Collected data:

——————————

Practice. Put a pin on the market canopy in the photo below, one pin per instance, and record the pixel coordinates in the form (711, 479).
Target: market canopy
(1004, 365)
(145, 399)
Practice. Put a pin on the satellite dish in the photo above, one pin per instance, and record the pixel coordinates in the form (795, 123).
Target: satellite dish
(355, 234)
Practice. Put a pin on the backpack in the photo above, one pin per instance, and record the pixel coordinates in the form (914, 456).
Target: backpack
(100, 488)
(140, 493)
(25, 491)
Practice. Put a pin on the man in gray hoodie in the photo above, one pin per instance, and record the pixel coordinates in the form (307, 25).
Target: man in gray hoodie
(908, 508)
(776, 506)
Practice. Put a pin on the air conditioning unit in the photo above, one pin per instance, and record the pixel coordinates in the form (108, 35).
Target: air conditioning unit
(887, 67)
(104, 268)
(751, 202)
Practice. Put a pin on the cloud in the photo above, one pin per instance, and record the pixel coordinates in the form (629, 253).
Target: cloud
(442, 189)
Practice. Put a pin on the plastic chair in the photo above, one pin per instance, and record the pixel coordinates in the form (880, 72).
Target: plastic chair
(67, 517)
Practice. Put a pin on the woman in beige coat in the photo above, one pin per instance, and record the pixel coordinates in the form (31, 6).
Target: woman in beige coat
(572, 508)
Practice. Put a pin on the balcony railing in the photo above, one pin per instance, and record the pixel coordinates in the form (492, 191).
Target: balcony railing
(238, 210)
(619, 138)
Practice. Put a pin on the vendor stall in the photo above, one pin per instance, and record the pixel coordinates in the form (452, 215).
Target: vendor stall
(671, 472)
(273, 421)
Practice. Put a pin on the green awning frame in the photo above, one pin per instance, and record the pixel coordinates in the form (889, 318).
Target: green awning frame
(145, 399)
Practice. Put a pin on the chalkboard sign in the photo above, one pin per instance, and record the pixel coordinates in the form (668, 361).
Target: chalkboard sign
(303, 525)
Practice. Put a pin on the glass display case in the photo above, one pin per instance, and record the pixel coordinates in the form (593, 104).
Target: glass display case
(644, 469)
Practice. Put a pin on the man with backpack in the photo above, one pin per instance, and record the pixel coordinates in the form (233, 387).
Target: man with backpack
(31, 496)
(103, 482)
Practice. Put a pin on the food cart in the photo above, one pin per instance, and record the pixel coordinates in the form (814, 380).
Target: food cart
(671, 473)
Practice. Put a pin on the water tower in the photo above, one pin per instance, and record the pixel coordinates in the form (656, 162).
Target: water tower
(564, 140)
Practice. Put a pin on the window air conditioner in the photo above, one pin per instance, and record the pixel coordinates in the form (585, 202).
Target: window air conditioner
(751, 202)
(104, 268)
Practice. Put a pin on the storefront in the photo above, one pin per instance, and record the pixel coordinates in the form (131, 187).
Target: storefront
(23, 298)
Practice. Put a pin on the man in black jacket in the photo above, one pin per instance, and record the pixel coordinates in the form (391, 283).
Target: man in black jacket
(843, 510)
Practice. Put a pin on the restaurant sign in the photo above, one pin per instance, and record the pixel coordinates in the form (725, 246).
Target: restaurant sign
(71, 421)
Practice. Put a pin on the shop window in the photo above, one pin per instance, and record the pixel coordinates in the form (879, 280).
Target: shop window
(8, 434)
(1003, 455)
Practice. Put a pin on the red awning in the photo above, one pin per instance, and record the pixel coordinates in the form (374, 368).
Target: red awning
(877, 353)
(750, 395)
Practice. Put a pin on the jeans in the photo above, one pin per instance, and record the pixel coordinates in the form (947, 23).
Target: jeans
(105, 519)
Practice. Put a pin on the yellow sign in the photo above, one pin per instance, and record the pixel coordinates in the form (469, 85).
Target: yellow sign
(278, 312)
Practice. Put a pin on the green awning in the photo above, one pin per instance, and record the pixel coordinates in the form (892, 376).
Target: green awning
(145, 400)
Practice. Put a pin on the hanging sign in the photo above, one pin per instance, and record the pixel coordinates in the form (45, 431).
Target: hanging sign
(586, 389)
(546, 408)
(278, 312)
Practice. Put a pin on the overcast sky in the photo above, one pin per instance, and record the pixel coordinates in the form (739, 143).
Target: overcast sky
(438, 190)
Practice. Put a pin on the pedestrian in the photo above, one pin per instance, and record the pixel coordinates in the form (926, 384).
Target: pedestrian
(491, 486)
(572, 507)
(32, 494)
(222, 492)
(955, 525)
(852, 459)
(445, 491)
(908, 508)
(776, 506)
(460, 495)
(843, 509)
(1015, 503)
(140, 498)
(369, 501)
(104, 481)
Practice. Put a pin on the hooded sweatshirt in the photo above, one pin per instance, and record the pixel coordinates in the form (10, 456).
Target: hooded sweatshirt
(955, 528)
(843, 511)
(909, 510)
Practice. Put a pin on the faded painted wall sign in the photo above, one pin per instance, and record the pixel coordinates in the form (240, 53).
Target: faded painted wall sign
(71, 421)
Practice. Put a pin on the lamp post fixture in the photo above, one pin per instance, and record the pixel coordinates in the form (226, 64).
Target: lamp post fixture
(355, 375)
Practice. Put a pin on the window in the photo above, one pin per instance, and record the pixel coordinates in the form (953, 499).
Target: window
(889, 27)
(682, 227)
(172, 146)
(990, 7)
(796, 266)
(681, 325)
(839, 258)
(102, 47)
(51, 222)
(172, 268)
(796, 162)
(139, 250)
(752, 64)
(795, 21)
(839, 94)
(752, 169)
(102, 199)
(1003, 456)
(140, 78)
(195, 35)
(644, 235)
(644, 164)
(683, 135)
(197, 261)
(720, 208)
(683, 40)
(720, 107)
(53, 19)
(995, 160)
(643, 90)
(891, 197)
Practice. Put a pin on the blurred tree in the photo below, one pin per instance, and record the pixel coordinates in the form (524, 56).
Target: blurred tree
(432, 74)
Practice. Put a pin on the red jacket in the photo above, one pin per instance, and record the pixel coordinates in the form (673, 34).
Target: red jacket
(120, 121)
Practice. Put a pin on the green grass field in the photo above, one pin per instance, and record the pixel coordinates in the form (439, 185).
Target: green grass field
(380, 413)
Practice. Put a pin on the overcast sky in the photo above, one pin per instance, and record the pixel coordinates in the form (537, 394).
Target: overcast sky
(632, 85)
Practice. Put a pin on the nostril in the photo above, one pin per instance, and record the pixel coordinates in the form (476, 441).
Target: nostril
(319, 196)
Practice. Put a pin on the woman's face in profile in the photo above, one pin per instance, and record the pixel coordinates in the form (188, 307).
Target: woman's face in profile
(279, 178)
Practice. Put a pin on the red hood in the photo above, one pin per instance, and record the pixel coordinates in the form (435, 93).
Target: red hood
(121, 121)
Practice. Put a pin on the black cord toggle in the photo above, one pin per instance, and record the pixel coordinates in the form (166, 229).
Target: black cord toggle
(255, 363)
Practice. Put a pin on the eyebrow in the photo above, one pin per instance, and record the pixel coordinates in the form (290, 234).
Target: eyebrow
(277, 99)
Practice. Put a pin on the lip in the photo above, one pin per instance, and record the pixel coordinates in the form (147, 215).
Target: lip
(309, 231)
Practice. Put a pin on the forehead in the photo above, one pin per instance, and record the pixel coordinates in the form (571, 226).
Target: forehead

——————————

**Exercise objective:** Copy the data above in full, exactly as it reads.

**Exercise solution:**
Practice. Put a pin on the market canopy in the photo below, one pin per instance, and record the pixel coordinates in the form (711, 479).
Target: market canopy
(1004, 365)
(145, 399)
Practice. Put a pin on the satellite dish in the photo above, one pin per instance, and record the pixel coordinates in the form (795, 123).
Target: satellite dish
(355, 234)
Practice. Put a pin on the backpack in the photo above, one pin per instance, and record the pixel coordinates in the form (914, 456).
Target: backpack
(100, 488)
(140, 493)
(25, 491)
Practice. Put a pin on the man in gray hoodie in the photo above, one pin per instance, and record the pixel coordinates in the form (307, 25).
Target: man in gray hoodie
(908, 508)
(776, 506)
Practice. Put a pin on the air conditioning unit in the photo above, one pin per instance, and record the pixel coordinates in the form (108, 35).
Target: air conditioning unit
(887, 67)
(104, 268)
(751, 202)
Practice. Put a pin on the cloud in the photo above, one pin per instance, and record the pixel coordinates in the form (629, 253).
Target: cloud
(442, 189)
Practice. Put a pin on the plastic chair in the photo above, one pin per instance, and record the pixel coordinates in the form (880, 72).
Target: plastic chair
(67, 517)
Practice. Put a pin on the woman in beige coat in the photo above, one pin per instance, and record the pixel coordinates in the form (31, 6).
Target: woman in beige coat
(572, 508)
Practice. Put a pin on the balcony railing in the photo above, one pin per instance, and record the pixel coordinates in the form (492, 191).
Target: balcony railing
(238, 210)
(619, 138)
Practice. Put a pin on the vendor stall in the photo above, one pin per instance, and record the pixel coordinates in the form (452, 215).
Target: vendor stall
(671, 472)
(273, 421)
Practice. Put a pin on the green awning frame in the photo above, one pin per instance, and record the pixel coordinates in the form (889, 318).
Target: green awning frame
(145, 399)
Practice. Put a pin on the chalkboard sign in the photo above, one pin per instance, and record the pixel coordinates in the form (668, 361).
Target: chalkboard sign
(303, 525)
Practice. Put a pin on the glass display case in the photo above, one pin per instance, and record the pixel coordinates in the form (593, 104).
Target: glass display case
(644, 469)
Practice. Put a pin on the man with backpack in the photo above, one pin per instance, and record the pixel coordinates in the form (233, 387).
Target: man with backpack
(31, 496)
(103, 482)
Practice. Put a pin on the food cart in the photo above, one pin per instance, and record the pixel coordinates in the form (814, 380).
Target: food cart
(671, 473)
Practice. Put a pin on the water tower in the photo above, one pin per instance, and record the pixel coordinates in the form (656, 162).
Target: water tower
(564, 140)
Practice. Put a pin on the window air conditioner in the photo above, one pin per instance, and record the pixel coordinates in the form (585, 202).
Target: window air conditioner
(751, 202)
(104, 268)
Practice. Put a pin on the storefront in the photo above, one pin per instance, and record the pixel coordinates in the form (131, 187).
Target: storefront
(23, 298)
Practice. Put a pin on the man in black jacket in the photo above, one pin per instance, and record the pixel coordinates in the form (391, 283).
Target: man in black jacket
(843, 510)
Practice. Put a pin on the restaurant sign in the photo above, one pin per instance, and record the pixel coordinates in the form (725, 246).
Target: restaurant sign
(71, 421)
Practice. Put a pin on the shop window in the photo above, one pin per instance, and record the pixel coordinates in the form (879, 280).
Target: shop window
(8, 434)
(1003, 455)
Practice. Put a pin on the red awning in the photo above, one pin per instance, and record the pixel coordinates in the form (374, 368).
Target: red awning
(877, 353)
(750, 395)
Practice. Put a pin on the jeans in the photo above, one pin per instance, and record the pixel coordinates in the form (947, 23).
Target: jeans
(105, 519)
Practice. Put a pin on the yellow sign in the photo above, one pin per instance, and record the pixel coordinates in the form (469, 85).
Target: yellow sign
(278, 312)
Practice. Put a pin on the green awning in the photo above, one pin per instance, and record the pixel coordinates in the form (892, 376).
Target: green awning
(145, 400)
Practice. Put a pin on the hanging sign in the photo above, one pin per instance, and record the pixel coordinates in the form (45, 431).
Target: hanging sign
(586, 389)
(546, 408)
(278, 312)
Practice. Put a pin on the overcast sky in the photo above, one pin per instance, and record the pixel coordinates in the form (739, 143).
Target: overcast sky
(438, 190)
Practice. Put a pin on the pedestrian in the photo above, one pin per instance, and record the pixel coordinates in the form (926, 384).
Target: pedestrian
(491, 486)
(572, 507)
(32, 494)
(222, 492)
(955, 525)
(852, 459)
(445, 491)
(908, 508)
(776, 506)
(460, 495)
(843, 509)
(1015, 503)
(140, 498)
(369, 501)
(104, 481)
Practice. Put a pin on the hooded sweatshirt in the photo above, one pin per instance, and record the pixel coordinates in the form (10, 456).
Target: hooded sweatshirt
(955, 528)
(843, 511)
(909, 510)
Practice. Put a pin on the faded painted wall sign in the photo above, one pin per instance, and record the pixel coordinates in the form (240, 53).
Target: faded painted wall sign
(71, 421)
Practice. Put a pin on the lamp post fixture in the photo above, one pin per instance, and record the pixel coordinates in the form (226, 64).
Target: lamp post fixture
(355, 375)
Practice. Put a pin on the window in the photo above, one pin per instance, and record the pixel coordinates in the form (953, 499).
Target: window
(889, 27)
(682, 227)
(172, 146)
(990, 7)
(796, 266)
(681, 325)
(839, 258)
(102, 47)
(51, 222)
(172, 268)
(796, 162)
(139, 250)
(752, 64)
(795, 21)
(839, 94)
(752, 169)
(102, 199)
(1003, 456)
(140, 78)
(195, 35)
(644, 235)
(644, 164)
(683, 135)
(197, 261)
(720, 208)
(683, 40)
(720, 107)
(53, 19)
(995, 160)
(643, 90)
(891, 197)
Practice. Put a pin on the blurred tree in the photo below, one pin per instance, and record the pixel coordinates in the form (524, 56).
Target: blurred tree
(432, 74)
Practice. Put a pin on the red jacket in the photo above, one pin per instance, and record the pixel coordinates in the form (673, 34).
Target: red jacket
(120, 121)
Practice. Put a pin on the green grass field in the photo above, one pin per instance, and record the pixel coordinates in the form (439, 185).
Target: green grass field
(380, 413)
Practice. Put a pin on the overcast sky in the photo above, one pin per instance, and record the pixel coordinates in the form (537, 394).
Target: overcast sky
(632, 85)
Practice. Put a pin on the nostril in the photo above, one pin per instance, and record the pixel coordinates in the form (476, 441).
Target: nostril
(319, 196)
Practice. Put a pin on the woman's face in profile in the photo above, one pin per instance, and record the pixel coordinates in the form (188, 307).
Target: woman's face in profile
(279, 178)
Practice. Put a pin on the red hood in the photo above, one pin per instance, and record the pixel coordinates in the form (435, 93).
Target: red hood
(121, 121)
Practice. Put a pin on the black cord toggle in the photo above, one pin per instance, and record the pixel coordinates in the form (166, 229).
Target: black cord toggle
(255, 363)
Practice. Put a pin on the eyebrow in the photo above, one pin per instance, and record the pixel coordinates in the form (290, 234).
Target: eyebrow
(277, 99)
Practice. Put a pin on the lip in the photo above, one pin per instance, and record the pixel coordinates in the form (147, 215).
Target: lip
(309, 231)
Practice. Put a pin on the forehead in the photo above, one pin per instance, and record the pixel coordinates in the form (571, 226).
Target: forehead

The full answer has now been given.